**Stated problem:**
Could you gather every line in the listing below that contains the word "rear"? Case counts when matching.

--

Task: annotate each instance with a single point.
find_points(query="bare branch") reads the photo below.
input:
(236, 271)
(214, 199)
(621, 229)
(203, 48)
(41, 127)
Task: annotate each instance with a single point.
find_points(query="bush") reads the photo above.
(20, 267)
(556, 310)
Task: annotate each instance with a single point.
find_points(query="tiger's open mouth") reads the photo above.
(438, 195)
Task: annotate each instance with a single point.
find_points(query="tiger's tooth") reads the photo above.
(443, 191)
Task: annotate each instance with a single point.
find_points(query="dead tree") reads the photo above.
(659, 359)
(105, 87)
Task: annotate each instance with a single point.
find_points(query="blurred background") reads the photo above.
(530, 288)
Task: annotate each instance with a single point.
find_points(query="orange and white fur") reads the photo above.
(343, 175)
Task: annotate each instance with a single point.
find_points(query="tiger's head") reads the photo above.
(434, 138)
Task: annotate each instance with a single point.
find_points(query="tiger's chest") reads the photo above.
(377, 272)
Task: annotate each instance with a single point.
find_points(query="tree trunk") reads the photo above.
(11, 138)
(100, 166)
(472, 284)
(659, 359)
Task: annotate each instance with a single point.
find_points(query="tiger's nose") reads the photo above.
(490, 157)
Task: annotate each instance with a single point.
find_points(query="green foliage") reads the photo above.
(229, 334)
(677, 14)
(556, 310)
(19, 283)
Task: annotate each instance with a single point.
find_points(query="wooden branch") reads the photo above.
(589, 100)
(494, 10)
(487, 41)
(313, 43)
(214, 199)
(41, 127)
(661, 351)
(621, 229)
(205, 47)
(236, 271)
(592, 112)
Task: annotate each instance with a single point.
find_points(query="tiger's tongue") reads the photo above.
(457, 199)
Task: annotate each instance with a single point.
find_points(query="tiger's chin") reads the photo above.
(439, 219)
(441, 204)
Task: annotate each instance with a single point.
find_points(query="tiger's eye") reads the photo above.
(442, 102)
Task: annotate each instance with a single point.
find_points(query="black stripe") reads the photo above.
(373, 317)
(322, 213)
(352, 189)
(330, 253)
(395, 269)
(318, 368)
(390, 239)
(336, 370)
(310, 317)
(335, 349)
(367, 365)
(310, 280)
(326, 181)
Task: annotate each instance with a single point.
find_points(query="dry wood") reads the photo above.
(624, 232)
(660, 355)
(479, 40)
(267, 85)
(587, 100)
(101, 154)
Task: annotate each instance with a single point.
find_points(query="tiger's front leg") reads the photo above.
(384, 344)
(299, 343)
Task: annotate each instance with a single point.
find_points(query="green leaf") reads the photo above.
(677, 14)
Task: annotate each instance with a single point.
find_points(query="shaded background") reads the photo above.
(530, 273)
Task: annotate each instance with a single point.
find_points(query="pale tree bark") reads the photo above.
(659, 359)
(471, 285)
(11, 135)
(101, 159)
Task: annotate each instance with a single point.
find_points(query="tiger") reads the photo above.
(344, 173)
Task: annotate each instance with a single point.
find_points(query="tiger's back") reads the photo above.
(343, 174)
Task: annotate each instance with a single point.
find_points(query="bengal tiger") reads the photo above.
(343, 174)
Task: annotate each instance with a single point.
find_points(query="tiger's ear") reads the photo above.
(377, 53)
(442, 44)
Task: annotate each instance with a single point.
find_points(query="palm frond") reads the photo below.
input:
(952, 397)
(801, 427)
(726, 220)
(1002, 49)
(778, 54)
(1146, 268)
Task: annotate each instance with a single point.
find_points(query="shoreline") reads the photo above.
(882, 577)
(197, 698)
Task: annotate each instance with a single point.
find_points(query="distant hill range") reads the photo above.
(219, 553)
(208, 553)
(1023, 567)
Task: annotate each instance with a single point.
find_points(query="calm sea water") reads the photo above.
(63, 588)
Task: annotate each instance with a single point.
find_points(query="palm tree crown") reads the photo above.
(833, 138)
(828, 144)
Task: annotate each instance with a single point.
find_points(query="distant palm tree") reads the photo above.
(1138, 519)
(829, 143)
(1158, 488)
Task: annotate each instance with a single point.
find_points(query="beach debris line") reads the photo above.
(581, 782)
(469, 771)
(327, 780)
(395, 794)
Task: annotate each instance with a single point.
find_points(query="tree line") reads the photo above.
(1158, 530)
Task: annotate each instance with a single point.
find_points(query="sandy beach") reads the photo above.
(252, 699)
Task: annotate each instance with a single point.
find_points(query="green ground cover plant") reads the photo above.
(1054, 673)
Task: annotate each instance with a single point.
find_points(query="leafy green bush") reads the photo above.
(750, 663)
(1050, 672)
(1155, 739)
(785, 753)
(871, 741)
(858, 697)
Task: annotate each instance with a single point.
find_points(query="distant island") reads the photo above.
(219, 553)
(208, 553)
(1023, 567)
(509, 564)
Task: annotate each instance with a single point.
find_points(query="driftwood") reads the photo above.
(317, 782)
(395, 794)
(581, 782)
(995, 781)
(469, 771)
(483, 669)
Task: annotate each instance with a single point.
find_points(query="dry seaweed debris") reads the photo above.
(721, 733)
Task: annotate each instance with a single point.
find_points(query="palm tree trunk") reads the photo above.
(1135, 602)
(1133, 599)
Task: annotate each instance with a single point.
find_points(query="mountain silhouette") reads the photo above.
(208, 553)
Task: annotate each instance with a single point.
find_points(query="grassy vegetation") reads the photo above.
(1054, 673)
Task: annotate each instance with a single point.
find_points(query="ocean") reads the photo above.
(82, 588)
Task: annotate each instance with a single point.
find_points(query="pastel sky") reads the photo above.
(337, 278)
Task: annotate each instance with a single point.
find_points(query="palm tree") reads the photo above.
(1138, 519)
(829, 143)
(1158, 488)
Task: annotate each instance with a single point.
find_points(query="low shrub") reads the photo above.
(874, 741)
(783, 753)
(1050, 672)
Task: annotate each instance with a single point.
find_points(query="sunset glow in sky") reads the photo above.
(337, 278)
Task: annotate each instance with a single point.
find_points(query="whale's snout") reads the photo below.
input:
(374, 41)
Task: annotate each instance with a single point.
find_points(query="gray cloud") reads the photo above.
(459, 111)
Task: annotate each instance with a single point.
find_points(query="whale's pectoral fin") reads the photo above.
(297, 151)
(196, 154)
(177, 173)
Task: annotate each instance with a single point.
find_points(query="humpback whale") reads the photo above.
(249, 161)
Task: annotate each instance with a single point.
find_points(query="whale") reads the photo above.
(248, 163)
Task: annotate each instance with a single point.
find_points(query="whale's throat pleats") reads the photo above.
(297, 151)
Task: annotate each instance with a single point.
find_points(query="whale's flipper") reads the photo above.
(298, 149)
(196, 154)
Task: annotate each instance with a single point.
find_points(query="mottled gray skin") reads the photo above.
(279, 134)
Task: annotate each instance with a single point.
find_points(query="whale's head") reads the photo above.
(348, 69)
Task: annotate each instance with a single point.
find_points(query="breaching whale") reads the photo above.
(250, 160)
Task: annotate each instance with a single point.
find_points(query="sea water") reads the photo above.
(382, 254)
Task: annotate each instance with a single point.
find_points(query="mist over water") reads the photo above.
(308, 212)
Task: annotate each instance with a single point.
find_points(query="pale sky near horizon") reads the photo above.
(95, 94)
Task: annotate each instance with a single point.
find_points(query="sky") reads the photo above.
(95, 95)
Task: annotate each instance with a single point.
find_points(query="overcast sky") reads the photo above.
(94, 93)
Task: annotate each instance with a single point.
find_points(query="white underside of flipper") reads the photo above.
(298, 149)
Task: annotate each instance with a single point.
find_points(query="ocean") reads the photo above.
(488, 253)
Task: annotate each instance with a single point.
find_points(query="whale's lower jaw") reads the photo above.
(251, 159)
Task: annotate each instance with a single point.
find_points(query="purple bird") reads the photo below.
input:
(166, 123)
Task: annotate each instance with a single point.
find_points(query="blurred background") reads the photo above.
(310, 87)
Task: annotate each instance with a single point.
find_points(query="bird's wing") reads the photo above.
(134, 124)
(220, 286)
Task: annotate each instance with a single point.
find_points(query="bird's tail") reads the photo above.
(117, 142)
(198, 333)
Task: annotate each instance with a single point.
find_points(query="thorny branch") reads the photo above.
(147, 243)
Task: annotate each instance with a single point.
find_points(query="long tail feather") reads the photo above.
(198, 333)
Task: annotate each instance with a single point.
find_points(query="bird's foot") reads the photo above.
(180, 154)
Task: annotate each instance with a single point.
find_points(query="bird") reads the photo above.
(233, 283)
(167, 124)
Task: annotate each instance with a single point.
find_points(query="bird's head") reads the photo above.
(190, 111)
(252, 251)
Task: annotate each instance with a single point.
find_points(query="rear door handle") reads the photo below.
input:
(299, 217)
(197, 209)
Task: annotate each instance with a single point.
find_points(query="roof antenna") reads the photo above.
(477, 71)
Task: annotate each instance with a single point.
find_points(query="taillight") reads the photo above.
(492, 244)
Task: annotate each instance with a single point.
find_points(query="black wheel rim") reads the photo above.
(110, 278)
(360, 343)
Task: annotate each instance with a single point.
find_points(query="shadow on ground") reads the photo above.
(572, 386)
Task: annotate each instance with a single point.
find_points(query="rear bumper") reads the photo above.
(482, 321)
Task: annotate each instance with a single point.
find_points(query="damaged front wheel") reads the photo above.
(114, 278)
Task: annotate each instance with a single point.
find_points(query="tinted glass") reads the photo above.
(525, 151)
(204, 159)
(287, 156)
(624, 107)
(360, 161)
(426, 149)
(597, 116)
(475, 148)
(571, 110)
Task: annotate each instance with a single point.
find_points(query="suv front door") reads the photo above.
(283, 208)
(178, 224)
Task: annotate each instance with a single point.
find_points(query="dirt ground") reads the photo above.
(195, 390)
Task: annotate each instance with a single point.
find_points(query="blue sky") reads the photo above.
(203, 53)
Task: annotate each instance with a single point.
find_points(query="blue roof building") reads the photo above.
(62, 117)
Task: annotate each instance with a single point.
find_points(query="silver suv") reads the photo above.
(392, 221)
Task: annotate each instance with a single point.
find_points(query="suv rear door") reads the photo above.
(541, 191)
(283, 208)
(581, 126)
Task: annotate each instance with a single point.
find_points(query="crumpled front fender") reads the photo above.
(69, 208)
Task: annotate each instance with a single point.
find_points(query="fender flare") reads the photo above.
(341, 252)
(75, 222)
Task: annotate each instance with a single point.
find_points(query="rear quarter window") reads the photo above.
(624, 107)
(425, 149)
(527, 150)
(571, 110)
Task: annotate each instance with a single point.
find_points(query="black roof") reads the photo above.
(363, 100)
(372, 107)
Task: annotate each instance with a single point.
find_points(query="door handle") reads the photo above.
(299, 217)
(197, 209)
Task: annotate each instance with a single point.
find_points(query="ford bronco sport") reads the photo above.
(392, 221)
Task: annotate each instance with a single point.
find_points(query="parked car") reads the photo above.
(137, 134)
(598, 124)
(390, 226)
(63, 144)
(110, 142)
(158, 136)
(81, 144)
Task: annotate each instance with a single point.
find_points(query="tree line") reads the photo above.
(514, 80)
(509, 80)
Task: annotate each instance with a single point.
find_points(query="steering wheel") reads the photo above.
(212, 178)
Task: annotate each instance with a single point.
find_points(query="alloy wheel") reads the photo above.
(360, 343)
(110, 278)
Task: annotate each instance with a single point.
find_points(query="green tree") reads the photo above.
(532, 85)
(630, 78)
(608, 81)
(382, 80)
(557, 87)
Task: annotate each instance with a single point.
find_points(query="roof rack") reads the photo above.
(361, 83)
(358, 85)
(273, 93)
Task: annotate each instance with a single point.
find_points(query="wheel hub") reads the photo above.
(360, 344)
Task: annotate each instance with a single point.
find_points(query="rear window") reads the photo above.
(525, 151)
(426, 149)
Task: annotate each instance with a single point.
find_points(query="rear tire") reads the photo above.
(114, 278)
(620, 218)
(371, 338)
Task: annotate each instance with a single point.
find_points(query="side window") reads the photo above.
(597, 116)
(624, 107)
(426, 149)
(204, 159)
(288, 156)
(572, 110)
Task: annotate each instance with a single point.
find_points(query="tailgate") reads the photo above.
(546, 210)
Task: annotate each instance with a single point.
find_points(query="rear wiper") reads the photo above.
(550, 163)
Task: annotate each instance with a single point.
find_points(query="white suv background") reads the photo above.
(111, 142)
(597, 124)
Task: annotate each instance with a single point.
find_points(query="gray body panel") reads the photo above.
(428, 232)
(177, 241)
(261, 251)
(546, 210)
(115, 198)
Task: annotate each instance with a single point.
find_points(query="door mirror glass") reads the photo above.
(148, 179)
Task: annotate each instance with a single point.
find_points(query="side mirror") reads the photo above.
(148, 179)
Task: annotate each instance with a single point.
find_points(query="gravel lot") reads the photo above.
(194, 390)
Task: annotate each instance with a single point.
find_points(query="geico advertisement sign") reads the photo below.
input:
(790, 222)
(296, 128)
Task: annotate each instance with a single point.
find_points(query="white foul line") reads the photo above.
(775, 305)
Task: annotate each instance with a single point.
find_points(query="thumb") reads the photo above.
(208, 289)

--

**Response to the task:**
find_points(query="rear door handle") reads the photo below.
find_points(query="rear bumper") reads the photo above.
find_points(query="suv rear door") reads the photo above.
find_points(query="rear quarter window") reads the photo above.
find_points(query="rear window") reads the photo above.
find_points(query="rear tire") reads the photo above.
find_points(query="rear wiper") reads the photo above.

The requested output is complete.